Start of Exercise material

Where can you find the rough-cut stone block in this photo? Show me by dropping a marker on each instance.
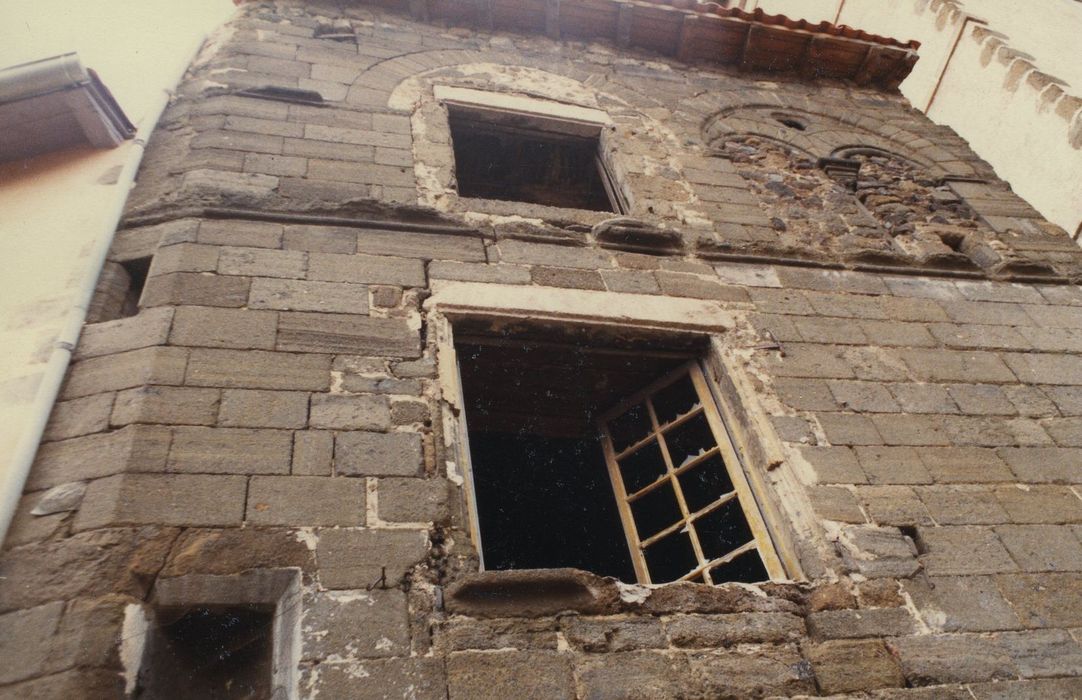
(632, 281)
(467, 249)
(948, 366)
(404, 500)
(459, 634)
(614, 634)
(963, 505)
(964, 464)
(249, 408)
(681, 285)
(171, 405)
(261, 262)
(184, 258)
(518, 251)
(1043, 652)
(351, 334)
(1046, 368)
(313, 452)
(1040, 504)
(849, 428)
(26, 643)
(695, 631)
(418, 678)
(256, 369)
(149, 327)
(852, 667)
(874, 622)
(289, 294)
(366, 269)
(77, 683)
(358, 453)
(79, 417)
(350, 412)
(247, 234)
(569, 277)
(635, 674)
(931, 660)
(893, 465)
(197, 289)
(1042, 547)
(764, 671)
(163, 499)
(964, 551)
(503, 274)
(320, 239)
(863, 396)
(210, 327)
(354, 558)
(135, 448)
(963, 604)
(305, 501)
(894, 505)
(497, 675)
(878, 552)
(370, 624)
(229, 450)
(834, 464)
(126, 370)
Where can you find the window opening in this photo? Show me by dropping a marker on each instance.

End of Exercise material
Start of Exercise material

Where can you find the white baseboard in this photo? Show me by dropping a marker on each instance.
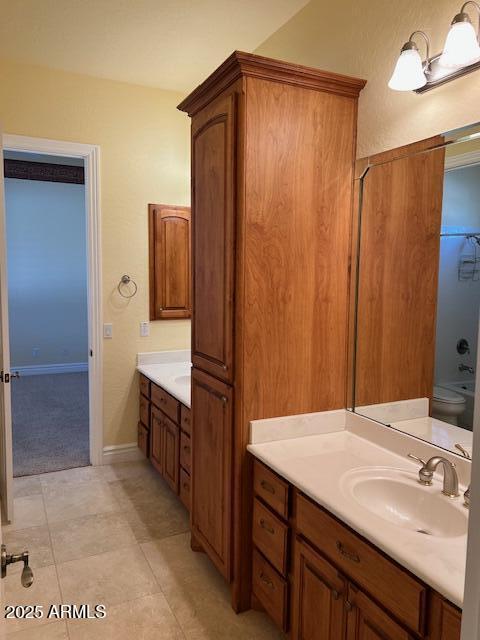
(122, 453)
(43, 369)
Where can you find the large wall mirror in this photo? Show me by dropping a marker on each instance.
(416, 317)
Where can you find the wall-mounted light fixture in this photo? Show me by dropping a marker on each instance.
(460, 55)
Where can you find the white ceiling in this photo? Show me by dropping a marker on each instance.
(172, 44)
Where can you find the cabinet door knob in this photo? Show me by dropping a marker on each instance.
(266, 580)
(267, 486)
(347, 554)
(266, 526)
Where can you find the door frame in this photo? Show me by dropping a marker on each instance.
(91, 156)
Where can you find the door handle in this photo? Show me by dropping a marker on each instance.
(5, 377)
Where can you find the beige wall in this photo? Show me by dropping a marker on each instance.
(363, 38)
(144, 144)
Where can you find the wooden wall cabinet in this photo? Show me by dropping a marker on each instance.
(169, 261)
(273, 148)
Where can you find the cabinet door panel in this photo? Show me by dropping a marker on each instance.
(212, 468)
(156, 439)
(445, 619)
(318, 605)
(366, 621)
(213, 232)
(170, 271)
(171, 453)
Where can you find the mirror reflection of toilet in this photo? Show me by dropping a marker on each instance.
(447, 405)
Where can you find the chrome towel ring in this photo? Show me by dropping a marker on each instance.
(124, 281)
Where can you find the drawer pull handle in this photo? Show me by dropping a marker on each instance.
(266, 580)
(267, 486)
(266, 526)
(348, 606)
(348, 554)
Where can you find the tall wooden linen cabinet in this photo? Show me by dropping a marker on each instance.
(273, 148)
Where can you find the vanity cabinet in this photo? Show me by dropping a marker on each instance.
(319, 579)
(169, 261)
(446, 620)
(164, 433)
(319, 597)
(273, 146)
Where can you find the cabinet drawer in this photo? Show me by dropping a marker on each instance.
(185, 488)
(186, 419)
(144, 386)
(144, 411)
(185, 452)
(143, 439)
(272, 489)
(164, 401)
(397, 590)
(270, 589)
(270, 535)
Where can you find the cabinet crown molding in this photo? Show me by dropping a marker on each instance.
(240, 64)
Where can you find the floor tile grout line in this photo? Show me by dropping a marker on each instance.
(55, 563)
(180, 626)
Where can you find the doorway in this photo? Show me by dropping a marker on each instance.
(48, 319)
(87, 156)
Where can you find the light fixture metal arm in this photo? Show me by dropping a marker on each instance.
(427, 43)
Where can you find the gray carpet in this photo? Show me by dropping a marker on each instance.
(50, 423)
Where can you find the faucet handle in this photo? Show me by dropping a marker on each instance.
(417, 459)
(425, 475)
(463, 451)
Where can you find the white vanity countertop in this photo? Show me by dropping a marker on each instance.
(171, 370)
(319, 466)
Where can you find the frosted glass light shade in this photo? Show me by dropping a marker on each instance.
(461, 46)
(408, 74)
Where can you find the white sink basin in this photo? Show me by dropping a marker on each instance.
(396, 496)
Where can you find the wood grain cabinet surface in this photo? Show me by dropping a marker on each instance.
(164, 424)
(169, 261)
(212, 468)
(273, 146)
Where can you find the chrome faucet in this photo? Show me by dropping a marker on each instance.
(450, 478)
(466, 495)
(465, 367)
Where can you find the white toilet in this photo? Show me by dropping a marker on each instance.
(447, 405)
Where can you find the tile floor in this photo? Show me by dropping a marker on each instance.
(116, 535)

End of Exercise material

**Task objective:** Output exactly, and only, the lines of the entries above from the one with "Where can you find the rough-cut" up to and including the one with "Where can you find the window"; pictures are to be left out.

**Worked solution:**
Where can you find the rough-cut stone block in this photo? Show me by dropping a marker on each instance.
(632, 281)
(467, 249)
(948, 366)
(404, 500)
(459, 634)
(614, 634)
(963, 505)
(964, 464)
(249, 408)
(681, 285)
(171, 405)
(261, 262)
(184, 258)
(518, 251)
(1043, 652)
(351, 334)
(1046, 368)
(313, 452)
(1040, 504)
(849, 428)
(26, 643)
(695, 631)
(418, 678)
(256, 369)
(149, 327)
(852, 667)
(874, 622)
(289, 294)
(366, 269)
(77, 683)
(358, 453)
(79, 417)
(350, 412)
(247, 234)
(569, 277)
(635, 674)
(931, 660)
(893, 465)
(197, 289)
(1042, 547)
(764, 671)
(163, 499)
(964, 551)
(503, 274)
(320, 239)
(863, 396)
(210, 327)
(354, 558)
(135, 448)
(963, 604)
(305, 501)
(894, 505)
(497, 675)
(878, 552)
(370, 624)
(229, 450)
(834, 464)
(126, 370)
Where can you find the window opening in this photo? Show me by dropping a marker on each instance.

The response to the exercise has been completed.